Article:
** START **

Thank you for my new life's mission, poffin boffin.
posted by nfalkner at 10:28 PM on February 23, 2016 [2 favorites]


Concerns are also continuing to surface with Boy Scouts of America (BSA). While the new BSA leadership policy currently offers some protections to religious organizations, I continue to wonder in which direction this once trusted organization is now headed.

backstory: gay adult leaders aren't autopurged anymore

Now back to cookies and empowered girls and young women.
posted by sebastienbailard at 11:05 PM on February 23, 2016


In response, to the St. Louis Archdiocese of the Roman Catholic Church, I'd like to say just two things:

1. Are you aware that Spotlight is still showing in cinemas? Also, ...
2. Fuck off.
posted by joz at 11:58 PM on February 23, 2016 [6 favorites]


I'm kind of surprised that it wasn't decades of sexual abuse of children that got people to actually say "the Catholic church can go fuck itself." No, it was messing with Girl Scout cookies.
posted by Kirth Gerson at 4:27 AM on February 24, 2016 [1 favorite]


If the Catholic Church is going to make me choose between them and Girl Scout cookies, well... I think we all know how that is going to go.
posted by A Bad Catholic at 4:43 AM on February 24, 2016 [7 favorites]


I wonder what the encouraging-contraception badge looks like?
posted by mittens


The Women's Health badge for Senior Girl Scouts probably fits, if a scout chose sexual health as a topic to investigate. Also scouts at brownies and up can actually design and earn their own badge once per year; essentially it's like an independent study.

** END **

To be done:
1: According to the discussion, how often can Girl Scouts at the Brownie level and up design and earn their own badge?
2: Show every line in the rows that contains the string "target".
The rows below have no connection to the discussion above.

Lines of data
** START **

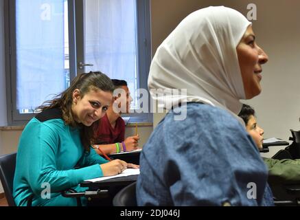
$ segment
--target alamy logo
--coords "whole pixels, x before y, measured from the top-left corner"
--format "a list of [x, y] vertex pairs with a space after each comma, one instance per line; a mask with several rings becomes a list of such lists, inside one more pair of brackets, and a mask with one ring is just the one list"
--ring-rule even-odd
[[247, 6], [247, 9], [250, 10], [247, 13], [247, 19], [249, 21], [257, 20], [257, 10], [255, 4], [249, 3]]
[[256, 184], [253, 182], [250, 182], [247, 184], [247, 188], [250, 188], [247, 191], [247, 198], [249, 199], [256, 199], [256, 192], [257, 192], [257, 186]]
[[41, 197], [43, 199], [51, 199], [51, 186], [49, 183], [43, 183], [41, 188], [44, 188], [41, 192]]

** END **
** START **

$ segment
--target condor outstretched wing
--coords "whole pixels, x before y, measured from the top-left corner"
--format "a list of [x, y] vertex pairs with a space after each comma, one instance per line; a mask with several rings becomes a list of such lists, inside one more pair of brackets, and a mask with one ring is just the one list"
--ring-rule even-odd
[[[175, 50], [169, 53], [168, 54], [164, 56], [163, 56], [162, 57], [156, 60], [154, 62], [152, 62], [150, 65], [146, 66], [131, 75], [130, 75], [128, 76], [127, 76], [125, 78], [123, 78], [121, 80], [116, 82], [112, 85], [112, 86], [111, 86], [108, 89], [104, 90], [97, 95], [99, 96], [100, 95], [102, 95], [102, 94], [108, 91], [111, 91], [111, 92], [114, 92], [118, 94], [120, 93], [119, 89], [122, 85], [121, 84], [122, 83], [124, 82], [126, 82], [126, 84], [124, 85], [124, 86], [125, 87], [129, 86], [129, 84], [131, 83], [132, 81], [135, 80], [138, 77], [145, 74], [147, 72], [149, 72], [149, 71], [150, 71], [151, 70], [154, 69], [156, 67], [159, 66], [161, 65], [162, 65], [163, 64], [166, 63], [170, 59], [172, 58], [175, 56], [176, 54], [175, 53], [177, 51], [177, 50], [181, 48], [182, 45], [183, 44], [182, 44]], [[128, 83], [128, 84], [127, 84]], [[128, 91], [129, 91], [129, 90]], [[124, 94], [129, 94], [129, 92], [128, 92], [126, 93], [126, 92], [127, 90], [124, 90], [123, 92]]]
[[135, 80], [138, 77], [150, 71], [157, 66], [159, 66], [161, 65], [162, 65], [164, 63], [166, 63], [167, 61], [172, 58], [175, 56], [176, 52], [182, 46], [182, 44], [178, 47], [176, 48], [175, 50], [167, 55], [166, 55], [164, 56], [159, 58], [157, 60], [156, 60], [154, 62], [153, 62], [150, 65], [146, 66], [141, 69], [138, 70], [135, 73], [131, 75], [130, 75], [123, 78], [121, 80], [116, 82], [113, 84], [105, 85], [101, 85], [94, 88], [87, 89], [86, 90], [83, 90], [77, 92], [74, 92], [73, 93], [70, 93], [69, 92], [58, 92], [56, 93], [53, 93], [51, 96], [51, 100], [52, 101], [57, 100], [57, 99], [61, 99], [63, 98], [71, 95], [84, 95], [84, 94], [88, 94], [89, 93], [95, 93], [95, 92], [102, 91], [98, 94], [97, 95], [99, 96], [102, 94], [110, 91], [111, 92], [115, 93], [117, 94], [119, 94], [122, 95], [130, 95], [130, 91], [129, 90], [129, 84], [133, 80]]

** END **
** START **

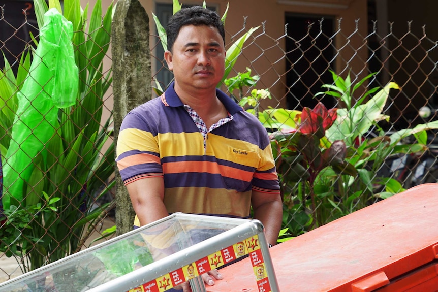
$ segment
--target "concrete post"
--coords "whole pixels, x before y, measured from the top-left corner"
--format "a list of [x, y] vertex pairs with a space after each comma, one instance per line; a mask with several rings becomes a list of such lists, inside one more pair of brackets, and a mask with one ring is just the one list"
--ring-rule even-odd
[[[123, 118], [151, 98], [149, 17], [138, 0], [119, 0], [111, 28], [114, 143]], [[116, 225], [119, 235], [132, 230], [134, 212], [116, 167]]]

** END **

Answers by task:
1: Once per year.

2:
--target alamy logo
--target condor outstretched wing
--target "concrete post"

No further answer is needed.